WHAT THE TASK ASKS:
Give the lines in the items below, from the line that contains "Pin each instance of the car rear tire" through the line that contains "column 431, row 147", as a JSON list of strings with one string per line, leaving out any blank lines.

>> BEGIN SUPPLIED DATA

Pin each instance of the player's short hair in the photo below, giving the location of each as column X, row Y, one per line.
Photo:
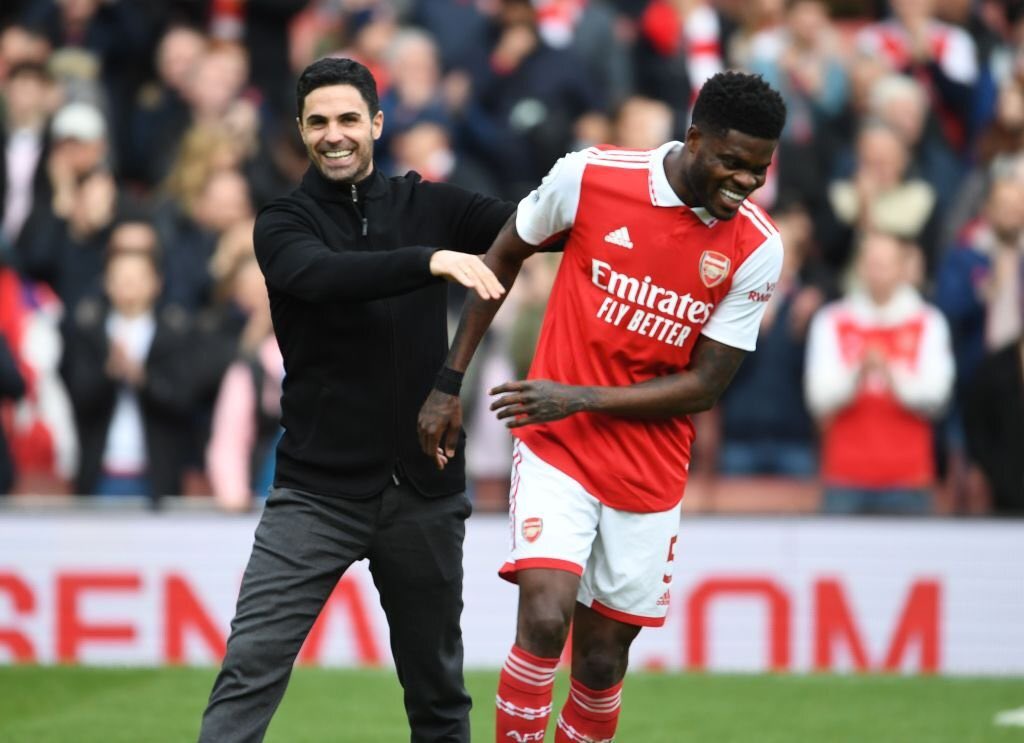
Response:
column 740, row 101
column 337, row 71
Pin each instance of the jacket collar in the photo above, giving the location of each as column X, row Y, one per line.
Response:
column 320, row 187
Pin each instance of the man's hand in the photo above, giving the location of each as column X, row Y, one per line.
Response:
column 438, row 424
column 468, row 270
column 530, row 401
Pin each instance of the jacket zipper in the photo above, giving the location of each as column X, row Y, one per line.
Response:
column 390, row 312
column 355, row 203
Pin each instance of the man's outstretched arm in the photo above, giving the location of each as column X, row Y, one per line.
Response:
column 696, row 388
column 440, row 417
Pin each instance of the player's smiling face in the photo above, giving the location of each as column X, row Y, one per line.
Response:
column 724, row 169
column 339, row 132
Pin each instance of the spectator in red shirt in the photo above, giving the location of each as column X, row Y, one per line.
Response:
column 880, row 368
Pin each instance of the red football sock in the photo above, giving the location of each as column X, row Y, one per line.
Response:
column 524, row 696
column 589, row 716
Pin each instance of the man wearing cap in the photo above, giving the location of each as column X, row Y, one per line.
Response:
column 62, row 241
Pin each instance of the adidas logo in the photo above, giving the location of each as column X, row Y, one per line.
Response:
column 620, row 236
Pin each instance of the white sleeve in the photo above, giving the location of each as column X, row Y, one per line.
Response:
column 551, row 208
column 829, row 384
column 926, row 388
column 737, row 317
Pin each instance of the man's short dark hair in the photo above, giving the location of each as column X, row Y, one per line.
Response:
column 30, row 69
column 740, row 101
column 336, row 71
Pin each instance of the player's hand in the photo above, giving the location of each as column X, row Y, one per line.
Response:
column 468, row 270
column 438, row 425
column 530, row 401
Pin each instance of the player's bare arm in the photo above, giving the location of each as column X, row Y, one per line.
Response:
column 695, row 389
column 440, row 417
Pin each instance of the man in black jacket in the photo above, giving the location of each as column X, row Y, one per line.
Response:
column 354, row 271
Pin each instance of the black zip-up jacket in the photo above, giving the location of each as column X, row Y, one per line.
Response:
column 361, row 324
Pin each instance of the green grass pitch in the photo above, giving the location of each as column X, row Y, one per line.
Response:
column 99, row 705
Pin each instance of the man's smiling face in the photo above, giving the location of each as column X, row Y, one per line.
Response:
column 339, row 132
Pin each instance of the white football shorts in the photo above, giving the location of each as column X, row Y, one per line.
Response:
column 625, row 559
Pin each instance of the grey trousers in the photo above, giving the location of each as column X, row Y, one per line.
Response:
column 303, row 544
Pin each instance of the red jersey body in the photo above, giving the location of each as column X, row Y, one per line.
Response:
column 641, row 277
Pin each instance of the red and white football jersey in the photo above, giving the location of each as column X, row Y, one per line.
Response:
column 642, row 275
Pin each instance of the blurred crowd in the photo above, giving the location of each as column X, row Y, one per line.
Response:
column 138, row 140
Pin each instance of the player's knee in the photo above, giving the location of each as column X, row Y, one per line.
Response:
column 544, row 631
column 599, row 667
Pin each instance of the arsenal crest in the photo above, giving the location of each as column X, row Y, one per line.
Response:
column 714, row 268
column 531, row 528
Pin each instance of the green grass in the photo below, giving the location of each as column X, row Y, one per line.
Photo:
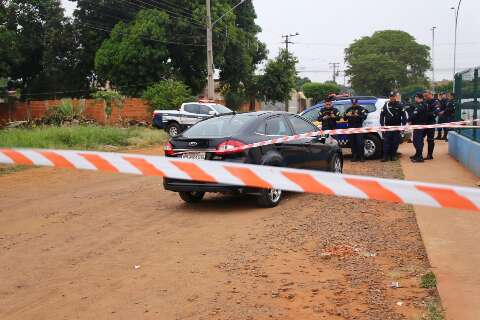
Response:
column 80, row 138
column 428, row 281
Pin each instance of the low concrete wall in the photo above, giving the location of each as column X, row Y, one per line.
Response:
column 465, row 150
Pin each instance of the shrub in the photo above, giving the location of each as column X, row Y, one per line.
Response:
column 65, row 111
column 319, row 91
column 168, row 94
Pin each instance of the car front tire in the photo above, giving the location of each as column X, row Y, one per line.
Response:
column 173, row 129
column 373, row 147
column 269, row 198
column 192, row 197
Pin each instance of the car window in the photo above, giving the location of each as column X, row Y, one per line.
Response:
column 370, row 107
column 205, row 109
column 219, row 127
column 277, row 126
column 312, row 115
column 192, row 108
column 301, row 126
column 221, row 109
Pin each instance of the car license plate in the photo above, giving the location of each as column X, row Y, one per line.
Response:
column 194, row 155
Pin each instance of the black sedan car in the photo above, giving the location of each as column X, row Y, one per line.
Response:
column 205, row 139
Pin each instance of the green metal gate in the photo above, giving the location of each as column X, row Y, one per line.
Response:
column 468, row 106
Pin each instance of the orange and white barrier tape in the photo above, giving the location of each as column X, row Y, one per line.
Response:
column 308, row 181
column 459, row 124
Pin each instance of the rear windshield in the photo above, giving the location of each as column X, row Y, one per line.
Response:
column 225, row 126
column 221, row 109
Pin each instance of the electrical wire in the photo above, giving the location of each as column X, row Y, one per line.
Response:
column 106, row 29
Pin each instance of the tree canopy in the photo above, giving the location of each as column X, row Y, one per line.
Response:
column 278, row 81
column 385, row 61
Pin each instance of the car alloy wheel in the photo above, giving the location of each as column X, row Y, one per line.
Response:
column 173, row 131
column 370, row 148
column 337, row 166
column 275, row 195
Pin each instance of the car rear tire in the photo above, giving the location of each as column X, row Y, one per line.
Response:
column 173, row 129
column 373, row 147
column 336, row 164
column 192, row 197
column 269, row 198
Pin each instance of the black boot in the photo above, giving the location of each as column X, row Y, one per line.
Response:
column 431, row 147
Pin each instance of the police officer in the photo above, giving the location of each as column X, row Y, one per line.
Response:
column 434, row 109
column 329, row 115
column 392, row 114
column 420, row 116
column 355, row 116
column 442, row 116
column 448, row 113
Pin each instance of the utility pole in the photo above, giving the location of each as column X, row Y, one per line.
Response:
column 211, row 82
column 336, row 67
column 433, row 57
column 287, row 39
column 287, row 42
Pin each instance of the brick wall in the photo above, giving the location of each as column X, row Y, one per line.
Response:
column 133, row 109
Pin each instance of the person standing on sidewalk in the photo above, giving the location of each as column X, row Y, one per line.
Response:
column 329, row 115
column 355, row 116
column 448, row 113
column 420, row 116
column 442, row 116
column 392, row 115
column 434, row 109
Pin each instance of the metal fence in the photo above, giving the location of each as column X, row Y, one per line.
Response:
column 468, row 105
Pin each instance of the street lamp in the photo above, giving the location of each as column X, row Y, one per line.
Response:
column 457, row 11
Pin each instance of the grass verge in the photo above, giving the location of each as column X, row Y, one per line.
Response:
column 81, row 137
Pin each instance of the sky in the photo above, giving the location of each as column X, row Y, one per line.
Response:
column 327, row 27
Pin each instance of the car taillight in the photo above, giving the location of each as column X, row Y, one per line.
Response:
column 229, row 147
column 168, row 149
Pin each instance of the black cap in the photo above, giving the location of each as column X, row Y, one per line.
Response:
column 329, row 99
column 419, row 95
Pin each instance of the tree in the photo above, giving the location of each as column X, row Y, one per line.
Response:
column 37, row 45
column 136, row 55
column 385, row 61
column 319, row 91
column 278, row 81
column 299, row 82
column 167, row 94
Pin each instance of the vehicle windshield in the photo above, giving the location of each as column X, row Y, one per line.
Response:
column 221, row 109
column 219, row 127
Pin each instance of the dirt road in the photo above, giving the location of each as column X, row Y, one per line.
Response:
column 84, row 245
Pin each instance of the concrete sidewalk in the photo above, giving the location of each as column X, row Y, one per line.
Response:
column 451, row 237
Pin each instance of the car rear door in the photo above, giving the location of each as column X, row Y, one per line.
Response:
column 318, row 153
column 294, row 153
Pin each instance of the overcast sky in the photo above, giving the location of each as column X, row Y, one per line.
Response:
column 327, row 27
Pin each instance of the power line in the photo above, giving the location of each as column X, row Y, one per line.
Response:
column 105, row 29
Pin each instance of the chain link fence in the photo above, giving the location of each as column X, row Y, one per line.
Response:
column 468, row 106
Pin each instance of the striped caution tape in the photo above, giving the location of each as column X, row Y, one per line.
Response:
column 459, row 124
column 308, row 181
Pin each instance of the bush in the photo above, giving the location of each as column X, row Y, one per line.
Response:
column 319, row 91
column 65, row 111
column 80, row 137
column 168, row 94
column 234, row 99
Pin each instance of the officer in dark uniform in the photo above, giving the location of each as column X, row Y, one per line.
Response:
column 329, row 115
column 442, row 116
column 420, row 116
column 392, row 114
column 355, row 116
column 433, row 111
column 448, row 113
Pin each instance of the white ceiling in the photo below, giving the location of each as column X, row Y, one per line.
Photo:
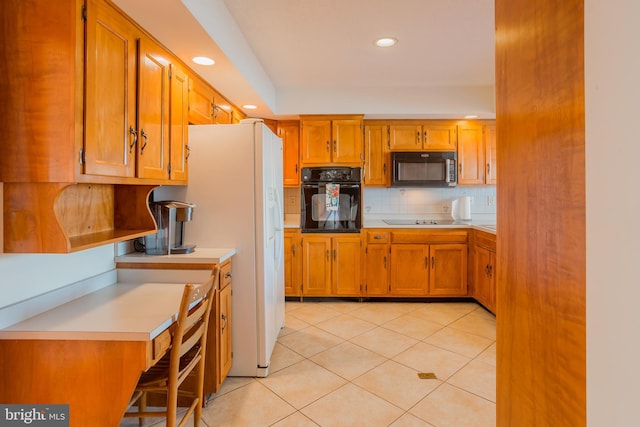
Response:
column 292, row 57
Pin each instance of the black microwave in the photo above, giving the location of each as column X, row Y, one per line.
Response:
column 424, row 169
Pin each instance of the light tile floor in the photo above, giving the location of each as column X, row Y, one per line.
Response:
column 341, row 363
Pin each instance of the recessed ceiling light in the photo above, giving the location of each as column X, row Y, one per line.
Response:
column 203, row 60
column 386, row 41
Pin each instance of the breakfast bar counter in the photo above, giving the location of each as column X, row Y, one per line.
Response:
column 89, row 352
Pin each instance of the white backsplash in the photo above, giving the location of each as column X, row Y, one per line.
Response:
column 427, row 202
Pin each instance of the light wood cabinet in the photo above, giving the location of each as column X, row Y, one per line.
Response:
column 289, row 131
column 331, row 265
column 476, row 154
column 111, row 132
column 377, row 167
column 331, row 140
column 84, row 116
column 200, row 102
column 376, row 264
column 292, row 263
column 179, row 124
column 223, row 324
column 428, row 263
column 417, row 136
column 153, row 110
column 484, row 269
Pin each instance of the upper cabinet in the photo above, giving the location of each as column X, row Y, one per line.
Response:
column 377, row 167
column 433, row 135
column 331, row 140
column 289, row 131
column 207, row 107
column 476, row 153
column 109, row 124
column 94, row 116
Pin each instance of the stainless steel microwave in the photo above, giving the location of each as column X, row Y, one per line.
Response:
column 424, row 169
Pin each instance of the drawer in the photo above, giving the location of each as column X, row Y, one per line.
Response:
column 428, row 237
column 377, row 237
column 225, row 274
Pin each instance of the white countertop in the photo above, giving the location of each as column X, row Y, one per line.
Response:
column 199, row 256
column 120, row 312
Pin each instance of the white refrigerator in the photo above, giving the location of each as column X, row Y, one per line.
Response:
column 235, row 181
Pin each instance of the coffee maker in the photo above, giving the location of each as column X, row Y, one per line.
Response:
column 170, row 217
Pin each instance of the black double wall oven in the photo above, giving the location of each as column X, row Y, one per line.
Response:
column 331, row 200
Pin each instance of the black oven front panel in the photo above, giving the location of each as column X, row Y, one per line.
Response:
column 331, row 200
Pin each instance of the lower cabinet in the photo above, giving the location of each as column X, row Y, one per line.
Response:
column 292, row 263
column 222, row 326
column 392, row 263
column 484, row 270
column 331, row 265
column 418, row 263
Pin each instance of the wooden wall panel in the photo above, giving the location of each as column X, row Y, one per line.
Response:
column 541, row 374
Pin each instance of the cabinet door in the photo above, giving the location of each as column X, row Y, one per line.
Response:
column 439, row 137
column 409, row 269
column 110, row 121
column 200, row 102
column 316, row 265
column 347, row 141
column 376, row 270
column 489, row 133
column 315, row 141
column 179, row 124
column 376, row 155
column 484, row 282
column 470, row 155
column 226, row 349
column 292, row 263
column 405, row 137
column 153, row 111
column 448, row 265
column 290, row 134
column 346, row 266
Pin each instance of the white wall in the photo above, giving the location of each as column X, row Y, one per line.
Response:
column 26, row 276
column 612, row 70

>> END SUPPLIED DATA

REPLY TO THE EXERCISE:
[
  "Pin each instance of the car rear tire in the photo above, giving the location of each as column X, row Y, one per line.",
  "Response:",
  "column 173, row 129",
  "column 373, row 147",
  "column 336, row 164",
  "column 192, row 197",
  "column 269, row 198",
  "Pin each instance of the black boot in the photo above, giving the location of each as column X, row Y, one per line.",
  "Response:",
  "column 431, row 147"
]